Wherever "curtain" turns up in the entries, copy out the line that holds it.
++++ DATA EXTRACTS ++++
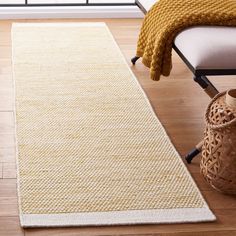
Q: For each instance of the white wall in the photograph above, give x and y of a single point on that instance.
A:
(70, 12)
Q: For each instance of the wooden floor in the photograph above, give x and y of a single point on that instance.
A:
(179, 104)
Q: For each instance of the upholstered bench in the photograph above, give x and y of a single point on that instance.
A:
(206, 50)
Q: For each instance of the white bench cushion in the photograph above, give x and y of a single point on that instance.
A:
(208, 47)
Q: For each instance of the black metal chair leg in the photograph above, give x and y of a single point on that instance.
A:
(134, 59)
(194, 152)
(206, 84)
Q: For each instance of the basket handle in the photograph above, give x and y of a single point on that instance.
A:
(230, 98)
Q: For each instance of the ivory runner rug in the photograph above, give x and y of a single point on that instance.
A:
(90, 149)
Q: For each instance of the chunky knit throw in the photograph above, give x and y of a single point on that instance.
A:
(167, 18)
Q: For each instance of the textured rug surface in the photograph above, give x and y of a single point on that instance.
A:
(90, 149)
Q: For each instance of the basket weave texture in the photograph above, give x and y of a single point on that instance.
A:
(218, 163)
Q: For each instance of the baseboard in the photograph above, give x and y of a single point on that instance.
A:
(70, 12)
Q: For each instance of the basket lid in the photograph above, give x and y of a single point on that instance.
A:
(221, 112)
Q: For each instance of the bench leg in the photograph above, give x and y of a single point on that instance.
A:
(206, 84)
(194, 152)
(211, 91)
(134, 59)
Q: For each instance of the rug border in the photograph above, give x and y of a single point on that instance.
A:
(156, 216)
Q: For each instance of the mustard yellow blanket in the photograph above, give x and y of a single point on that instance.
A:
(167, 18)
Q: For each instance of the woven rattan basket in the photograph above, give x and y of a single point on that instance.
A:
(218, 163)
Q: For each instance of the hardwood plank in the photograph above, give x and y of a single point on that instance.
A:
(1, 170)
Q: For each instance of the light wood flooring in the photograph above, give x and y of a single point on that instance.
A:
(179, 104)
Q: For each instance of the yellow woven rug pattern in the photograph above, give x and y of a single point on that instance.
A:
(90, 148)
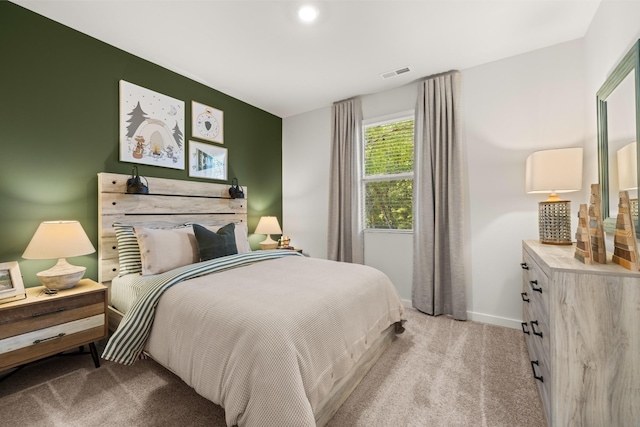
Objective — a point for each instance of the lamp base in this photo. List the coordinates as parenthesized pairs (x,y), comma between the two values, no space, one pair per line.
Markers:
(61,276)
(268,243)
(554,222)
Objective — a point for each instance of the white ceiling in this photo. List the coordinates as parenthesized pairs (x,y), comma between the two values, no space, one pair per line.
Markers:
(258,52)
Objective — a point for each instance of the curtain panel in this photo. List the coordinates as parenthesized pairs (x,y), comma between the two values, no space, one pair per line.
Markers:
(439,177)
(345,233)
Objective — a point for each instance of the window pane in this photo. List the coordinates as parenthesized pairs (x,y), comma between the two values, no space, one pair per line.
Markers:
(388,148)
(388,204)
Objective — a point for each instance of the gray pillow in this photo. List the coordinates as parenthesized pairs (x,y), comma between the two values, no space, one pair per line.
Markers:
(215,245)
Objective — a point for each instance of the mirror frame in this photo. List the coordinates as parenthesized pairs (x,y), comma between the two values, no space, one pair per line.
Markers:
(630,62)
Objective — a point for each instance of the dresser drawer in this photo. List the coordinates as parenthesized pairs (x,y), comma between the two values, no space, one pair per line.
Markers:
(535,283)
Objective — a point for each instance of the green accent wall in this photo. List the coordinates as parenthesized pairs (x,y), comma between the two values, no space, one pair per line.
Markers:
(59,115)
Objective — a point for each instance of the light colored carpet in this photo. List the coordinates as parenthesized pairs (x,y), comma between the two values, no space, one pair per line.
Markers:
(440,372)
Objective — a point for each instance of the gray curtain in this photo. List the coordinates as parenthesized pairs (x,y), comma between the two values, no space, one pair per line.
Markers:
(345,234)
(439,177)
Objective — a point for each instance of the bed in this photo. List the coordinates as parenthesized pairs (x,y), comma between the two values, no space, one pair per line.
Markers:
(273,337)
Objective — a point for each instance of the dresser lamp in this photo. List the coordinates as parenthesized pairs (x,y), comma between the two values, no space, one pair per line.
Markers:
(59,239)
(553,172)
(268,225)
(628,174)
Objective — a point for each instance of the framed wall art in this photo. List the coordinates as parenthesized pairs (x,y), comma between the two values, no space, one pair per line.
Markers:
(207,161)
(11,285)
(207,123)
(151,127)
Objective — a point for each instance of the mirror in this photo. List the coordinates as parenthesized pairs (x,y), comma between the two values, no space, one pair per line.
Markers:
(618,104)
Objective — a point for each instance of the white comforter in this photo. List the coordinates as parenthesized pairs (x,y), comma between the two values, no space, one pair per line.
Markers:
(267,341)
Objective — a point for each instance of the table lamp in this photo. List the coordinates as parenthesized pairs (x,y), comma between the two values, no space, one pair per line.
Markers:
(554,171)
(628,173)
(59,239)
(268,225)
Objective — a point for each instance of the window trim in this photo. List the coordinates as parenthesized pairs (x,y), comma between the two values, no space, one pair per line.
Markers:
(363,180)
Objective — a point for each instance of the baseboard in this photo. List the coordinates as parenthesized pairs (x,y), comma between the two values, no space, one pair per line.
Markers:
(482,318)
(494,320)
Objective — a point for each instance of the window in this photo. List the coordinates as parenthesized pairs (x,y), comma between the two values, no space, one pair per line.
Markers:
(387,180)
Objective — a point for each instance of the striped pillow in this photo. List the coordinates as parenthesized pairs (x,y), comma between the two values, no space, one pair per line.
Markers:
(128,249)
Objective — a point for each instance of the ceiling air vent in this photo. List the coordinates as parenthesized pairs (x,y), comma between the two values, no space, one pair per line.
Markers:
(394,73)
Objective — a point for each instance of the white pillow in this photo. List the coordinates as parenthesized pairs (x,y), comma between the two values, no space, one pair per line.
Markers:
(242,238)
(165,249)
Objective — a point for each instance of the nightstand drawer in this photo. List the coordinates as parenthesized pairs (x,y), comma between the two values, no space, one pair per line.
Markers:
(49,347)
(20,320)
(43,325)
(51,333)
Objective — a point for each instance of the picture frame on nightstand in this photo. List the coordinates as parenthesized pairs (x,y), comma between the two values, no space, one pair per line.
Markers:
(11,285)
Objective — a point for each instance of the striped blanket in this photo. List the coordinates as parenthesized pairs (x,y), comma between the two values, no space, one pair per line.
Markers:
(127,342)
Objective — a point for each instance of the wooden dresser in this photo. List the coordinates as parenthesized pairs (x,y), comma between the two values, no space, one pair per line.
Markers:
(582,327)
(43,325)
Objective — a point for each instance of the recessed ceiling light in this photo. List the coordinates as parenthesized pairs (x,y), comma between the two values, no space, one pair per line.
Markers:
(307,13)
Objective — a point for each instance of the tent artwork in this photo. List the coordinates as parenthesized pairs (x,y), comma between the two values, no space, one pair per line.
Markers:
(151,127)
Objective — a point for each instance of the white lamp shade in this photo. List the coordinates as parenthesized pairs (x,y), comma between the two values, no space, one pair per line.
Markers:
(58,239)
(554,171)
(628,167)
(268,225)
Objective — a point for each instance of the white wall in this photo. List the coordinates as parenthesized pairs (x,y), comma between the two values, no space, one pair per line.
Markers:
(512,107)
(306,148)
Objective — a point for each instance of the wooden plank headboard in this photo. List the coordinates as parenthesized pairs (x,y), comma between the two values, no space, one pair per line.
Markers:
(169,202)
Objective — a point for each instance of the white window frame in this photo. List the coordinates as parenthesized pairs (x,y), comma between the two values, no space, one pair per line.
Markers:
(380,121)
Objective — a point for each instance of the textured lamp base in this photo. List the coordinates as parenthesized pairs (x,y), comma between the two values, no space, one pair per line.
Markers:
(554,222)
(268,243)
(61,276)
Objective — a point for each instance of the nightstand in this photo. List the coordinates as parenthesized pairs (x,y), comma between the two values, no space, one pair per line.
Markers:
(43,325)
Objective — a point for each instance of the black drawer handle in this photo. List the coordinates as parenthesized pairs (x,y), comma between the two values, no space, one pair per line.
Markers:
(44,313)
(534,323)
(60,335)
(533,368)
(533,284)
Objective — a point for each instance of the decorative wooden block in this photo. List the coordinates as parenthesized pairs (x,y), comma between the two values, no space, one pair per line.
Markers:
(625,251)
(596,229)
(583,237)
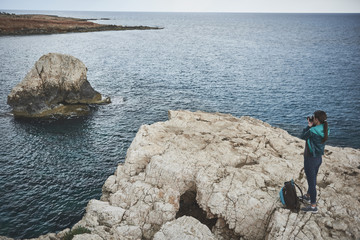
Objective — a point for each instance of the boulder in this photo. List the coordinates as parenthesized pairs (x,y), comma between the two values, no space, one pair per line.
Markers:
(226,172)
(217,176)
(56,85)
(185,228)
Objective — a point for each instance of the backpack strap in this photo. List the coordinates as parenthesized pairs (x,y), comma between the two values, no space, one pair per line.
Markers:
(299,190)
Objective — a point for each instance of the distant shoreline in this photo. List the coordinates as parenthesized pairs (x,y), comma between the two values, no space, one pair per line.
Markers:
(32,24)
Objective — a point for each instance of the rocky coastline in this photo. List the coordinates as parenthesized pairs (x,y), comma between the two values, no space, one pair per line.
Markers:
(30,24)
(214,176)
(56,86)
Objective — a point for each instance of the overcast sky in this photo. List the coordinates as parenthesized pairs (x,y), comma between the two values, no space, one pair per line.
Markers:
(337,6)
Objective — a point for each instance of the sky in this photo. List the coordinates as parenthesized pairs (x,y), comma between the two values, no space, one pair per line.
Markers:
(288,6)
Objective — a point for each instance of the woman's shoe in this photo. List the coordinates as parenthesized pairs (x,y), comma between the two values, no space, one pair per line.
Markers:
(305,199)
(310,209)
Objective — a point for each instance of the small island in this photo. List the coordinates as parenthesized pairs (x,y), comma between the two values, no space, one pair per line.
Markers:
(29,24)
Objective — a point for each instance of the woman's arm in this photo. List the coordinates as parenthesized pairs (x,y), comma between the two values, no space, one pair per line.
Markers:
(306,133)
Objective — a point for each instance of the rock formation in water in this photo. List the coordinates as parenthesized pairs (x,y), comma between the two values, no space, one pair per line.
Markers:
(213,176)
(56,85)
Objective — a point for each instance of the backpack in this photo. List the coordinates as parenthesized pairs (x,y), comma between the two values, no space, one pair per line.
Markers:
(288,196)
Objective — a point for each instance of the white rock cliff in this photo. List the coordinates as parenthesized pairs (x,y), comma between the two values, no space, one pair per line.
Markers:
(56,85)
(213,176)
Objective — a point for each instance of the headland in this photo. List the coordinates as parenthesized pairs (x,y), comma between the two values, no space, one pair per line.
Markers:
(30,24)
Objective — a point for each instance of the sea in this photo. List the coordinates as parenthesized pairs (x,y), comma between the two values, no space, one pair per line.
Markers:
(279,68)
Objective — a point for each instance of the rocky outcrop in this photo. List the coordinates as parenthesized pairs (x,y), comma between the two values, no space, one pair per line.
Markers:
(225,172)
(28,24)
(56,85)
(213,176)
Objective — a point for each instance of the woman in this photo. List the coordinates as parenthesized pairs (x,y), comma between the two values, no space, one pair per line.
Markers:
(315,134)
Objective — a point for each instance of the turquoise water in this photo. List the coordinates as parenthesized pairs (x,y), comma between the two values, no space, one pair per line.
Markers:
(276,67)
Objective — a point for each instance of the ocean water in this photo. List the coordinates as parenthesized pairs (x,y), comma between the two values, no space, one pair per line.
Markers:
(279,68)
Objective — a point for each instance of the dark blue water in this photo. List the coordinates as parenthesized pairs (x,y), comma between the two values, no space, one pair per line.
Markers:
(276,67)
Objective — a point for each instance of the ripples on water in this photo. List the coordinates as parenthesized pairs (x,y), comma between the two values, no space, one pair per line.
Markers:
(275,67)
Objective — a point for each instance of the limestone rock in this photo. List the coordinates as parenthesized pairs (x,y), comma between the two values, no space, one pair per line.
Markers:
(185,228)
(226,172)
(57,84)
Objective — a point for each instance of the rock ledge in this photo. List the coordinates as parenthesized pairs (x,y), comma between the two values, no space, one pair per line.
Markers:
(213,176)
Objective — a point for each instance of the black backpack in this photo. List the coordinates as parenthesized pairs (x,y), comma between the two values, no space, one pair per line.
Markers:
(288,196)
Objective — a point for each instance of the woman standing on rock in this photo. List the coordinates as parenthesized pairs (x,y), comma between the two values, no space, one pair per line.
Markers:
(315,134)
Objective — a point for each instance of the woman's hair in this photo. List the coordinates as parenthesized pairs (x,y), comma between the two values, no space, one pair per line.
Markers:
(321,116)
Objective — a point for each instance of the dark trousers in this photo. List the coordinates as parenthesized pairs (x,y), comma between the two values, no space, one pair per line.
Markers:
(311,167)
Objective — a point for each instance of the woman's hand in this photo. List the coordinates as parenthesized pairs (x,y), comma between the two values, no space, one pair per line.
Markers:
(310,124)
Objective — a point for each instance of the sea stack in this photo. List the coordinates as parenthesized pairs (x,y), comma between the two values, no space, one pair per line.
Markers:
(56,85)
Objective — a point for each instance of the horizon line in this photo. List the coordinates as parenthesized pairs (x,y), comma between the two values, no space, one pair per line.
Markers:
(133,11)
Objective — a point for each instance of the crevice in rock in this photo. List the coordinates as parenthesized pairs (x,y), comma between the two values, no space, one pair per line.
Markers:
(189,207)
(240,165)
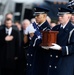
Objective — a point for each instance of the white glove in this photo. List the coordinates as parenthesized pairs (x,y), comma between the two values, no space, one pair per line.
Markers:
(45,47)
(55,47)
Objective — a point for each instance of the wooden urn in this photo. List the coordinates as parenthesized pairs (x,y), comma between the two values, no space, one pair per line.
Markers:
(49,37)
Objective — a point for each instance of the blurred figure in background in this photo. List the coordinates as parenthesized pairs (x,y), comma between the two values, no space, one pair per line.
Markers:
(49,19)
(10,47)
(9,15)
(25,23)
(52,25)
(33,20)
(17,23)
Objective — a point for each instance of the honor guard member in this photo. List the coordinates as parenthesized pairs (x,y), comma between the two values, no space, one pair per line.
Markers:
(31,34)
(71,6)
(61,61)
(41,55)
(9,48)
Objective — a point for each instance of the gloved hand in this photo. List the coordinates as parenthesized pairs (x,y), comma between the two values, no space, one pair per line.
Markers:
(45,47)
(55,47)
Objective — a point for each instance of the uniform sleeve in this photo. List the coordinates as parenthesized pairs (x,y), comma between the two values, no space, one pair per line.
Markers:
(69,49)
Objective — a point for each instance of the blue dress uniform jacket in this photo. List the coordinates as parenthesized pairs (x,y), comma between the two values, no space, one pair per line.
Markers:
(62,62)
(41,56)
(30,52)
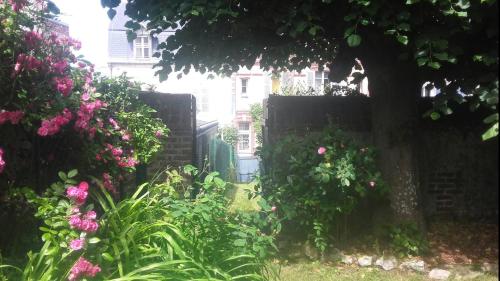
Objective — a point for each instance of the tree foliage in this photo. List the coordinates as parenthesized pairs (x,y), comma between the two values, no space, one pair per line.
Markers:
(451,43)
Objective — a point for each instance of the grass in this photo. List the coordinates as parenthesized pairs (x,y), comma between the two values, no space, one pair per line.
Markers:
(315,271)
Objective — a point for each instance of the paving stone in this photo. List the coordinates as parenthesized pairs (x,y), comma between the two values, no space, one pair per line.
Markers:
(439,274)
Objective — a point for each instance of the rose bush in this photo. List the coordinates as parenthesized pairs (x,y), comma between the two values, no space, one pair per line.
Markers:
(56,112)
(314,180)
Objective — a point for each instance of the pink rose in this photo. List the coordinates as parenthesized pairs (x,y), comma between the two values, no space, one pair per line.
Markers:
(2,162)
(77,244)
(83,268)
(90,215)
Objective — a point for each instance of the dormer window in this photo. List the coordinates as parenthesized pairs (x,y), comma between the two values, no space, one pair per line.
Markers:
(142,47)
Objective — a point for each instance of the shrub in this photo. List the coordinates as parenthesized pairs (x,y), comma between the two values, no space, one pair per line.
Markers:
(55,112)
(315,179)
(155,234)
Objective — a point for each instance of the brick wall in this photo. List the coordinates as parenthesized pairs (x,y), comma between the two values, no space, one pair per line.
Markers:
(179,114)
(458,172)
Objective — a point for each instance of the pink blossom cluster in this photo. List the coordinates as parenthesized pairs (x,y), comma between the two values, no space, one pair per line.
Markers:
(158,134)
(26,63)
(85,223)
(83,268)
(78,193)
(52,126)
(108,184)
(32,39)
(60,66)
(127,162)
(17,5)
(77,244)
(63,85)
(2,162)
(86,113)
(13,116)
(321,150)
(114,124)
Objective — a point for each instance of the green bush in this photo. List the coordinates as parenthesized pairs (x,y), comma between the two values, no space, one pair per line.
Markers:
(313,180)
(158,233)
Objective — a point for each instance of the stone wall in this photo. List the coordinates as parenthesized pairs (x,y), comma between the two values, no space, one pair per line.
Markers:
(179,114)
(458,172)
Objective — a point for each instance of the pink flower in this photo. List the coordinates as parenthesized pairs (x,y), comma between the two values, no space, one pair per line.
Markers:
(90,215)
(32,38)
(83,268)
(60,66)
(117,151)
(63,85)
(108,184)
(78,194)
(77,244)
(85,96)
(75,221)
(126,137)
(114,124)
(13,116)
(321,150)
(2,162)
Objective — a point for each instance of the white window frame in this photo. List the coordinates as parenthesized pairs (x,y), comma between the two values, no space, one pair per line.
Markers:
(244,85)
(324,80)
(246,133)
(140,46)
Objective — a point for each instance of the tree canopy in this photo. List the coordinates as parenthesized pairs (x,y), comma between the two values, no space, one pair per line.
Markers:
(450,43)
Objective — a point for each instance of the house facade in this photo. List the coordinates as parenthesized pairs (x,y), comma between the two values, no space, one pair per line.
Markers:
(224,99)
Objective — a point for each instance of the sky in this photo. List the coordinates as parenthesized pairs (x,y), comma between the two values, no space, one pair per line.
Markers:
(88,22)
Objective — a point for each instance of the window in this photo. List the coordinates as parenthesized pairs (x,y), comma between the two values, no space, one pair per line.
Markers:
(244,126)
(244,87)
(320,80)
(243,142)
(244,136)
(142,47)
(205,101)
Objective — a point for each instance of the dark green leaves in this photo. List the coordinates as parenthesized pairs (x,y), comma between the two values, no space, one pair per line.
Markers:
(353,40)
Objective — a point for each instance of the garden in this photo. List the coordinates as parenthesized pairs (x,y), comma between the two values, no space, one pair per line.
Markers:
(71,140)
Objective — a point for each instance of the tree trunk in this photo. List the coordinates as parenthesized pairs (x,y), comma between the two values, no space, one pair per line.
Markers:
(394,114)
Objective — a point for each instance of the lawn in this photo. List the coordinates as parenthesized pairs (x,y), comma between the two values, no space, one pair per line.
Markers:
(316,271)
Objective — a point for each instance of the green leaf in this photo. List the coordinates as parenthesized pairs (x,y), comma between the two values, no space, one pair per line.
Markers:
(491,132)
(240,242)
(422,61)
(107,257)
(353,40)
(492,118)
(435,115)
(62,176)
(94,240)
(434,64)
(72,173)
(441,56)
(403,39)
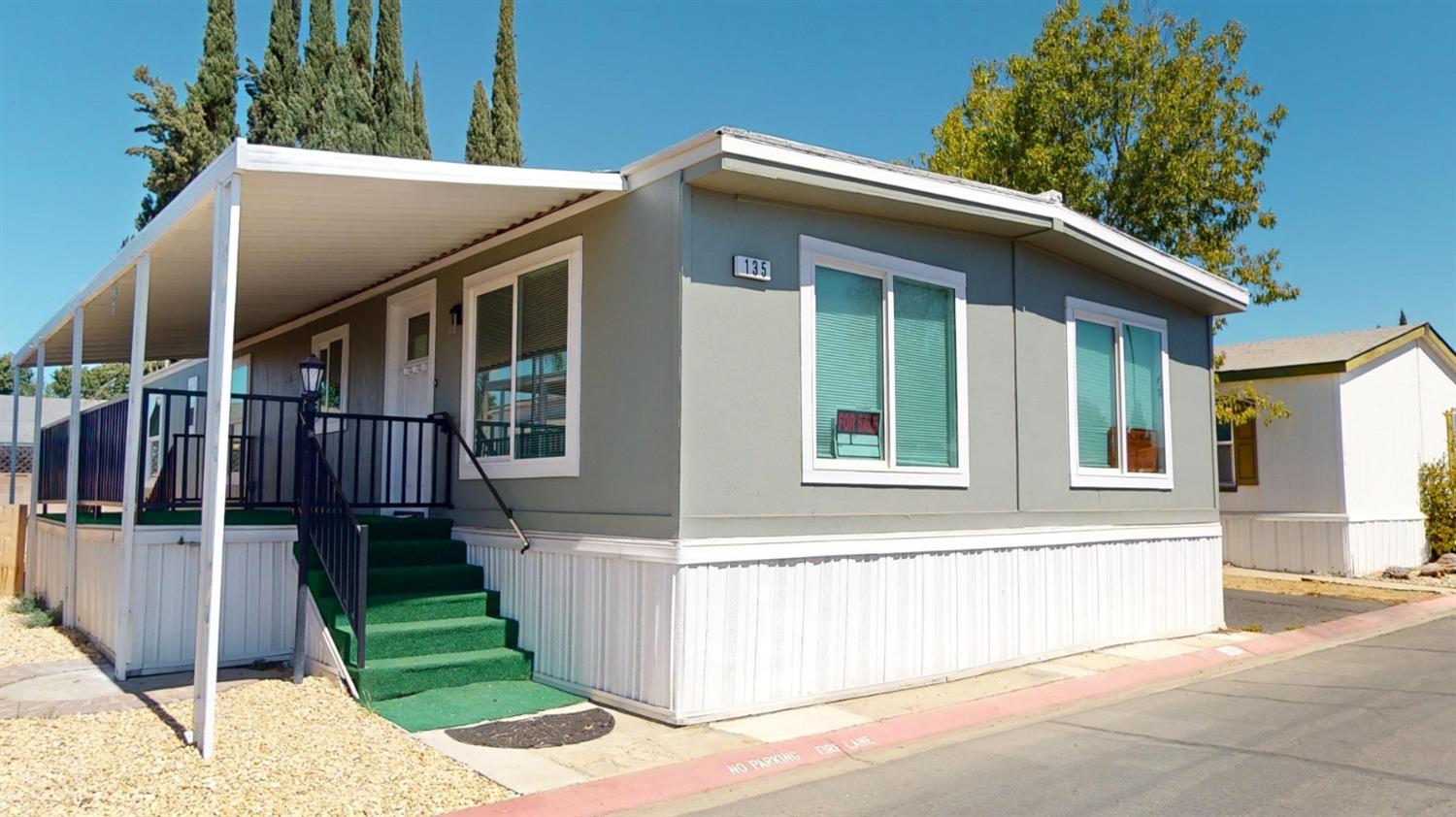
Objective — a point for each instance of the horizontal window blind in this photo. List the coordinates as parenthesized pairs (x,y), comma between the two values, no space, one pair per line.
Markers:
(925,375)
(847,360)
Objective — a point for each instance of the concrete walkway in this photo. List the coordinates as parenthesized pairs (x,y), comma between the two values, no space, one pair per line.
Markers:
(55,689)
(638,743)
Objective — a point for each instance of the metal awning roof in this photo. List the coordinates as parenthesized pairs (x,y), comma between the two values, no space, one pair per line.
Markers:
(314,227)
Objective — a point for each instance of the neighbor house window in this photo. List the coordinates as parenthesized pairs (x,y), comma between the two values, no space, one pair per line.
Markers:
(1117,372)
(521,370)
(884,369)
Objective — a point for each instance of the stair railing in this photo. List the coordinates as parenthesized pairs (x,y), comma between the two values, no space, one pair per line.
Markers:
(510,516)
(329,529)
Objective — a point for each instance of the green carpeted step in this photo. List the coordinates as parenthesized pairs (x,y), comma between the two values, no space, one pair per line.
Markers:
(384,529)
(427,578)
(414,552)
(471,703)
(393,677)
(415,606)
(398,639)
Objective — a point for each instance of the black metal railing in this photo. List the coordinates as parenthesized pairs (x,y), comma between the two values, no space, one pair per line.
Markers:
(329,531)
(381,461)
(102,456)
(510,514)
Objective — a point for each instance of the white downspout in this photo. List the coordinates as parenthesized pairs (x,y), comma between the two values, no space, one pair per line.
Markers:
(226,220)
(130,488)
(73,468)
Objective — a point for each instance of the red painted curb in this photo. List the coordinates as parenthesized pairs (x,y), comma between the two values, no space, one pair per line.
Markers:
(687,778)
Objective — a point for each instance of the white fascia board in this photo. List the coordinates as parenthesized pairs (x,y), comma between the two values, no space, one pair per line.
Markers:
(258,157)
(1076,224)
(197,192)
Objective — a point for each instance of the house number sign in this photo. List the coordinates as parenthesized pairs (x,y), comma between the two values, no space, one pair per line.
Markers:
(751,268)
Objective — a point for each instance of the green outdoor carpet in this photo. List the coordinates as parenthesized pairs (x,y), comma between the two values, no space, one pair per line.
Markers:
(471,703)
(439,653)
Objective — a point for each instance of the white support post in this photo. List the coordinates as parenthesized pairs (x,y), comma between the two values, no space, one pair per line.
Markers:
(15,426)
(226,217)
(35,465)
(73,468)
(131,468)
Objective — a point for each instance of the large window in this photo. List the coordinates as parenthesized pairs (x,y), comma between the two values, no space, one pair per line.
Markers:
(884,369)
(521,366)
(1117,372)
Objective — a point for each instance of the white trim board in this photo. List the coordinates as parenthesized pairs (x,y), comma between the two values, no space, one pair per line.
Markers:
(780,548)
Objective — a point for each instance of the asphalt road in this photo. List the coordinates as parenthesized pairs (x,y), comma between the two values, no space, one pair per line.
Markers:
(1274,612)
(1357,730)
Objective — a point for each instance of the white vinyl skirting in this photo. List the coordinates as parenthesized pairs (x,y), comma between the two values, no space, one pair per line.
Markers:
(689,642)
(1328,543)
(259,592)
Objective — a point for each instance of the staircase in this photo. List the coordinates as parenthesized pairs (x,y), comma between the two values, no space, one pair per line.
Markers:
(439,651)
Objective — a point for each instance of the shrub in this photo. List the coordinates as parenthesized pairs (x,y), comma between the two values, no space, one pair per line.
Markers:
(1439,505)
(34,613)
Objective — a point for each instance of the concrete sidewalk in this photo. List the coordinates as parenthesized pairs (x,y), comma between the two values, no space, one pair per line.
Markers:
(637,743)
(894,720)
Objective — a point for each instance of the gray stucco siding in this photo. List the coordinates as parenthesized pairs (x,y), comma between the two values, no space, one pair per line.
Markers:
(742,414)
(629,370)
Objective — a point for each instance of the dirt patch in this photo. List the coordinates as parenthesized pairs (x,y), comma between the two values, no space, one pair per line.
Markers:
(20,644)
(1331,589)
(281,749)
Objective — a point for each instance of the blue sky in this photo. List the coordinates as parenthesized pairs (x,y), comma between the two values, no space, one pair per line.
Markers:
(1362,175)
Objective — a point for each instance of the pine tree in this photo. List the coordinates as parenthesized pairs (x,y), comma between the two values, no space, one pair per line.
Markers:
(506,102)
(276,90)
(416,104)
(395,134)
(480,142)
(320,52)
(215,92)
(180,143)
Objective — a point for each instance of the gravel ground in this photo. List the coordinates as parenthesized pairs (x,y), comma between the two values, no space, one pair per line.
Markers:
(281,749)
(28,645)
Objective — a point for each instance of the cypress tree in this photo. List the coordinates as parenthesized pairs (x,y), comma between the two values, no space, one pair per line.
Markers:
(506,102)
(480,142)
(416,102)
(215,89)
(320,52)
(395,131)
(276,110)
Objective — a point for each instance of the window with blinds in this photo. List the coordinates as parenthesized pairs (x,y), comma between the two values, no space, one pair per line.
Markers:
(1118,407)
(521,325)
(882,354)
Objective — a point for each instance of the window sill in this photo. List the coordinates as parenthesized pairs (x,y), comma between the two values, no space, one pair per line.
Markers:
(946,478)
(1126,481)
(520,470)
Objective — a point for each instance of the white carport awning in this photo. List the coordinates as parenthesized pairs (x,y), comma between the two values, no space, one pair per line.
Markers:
++++
▶ _OUTPUT OF THE TASK_:
Objective — a point for each instance of the curtain panel in this photo. List the coordinates as parenthesized pairs (x,y), comma between the two values, no space, one pair per line.
Objective — a point for each instance of the gray curtain in this photo. List the coordinates as parenthesized pairs (x,y), comma between the two values, no space, one pair per line.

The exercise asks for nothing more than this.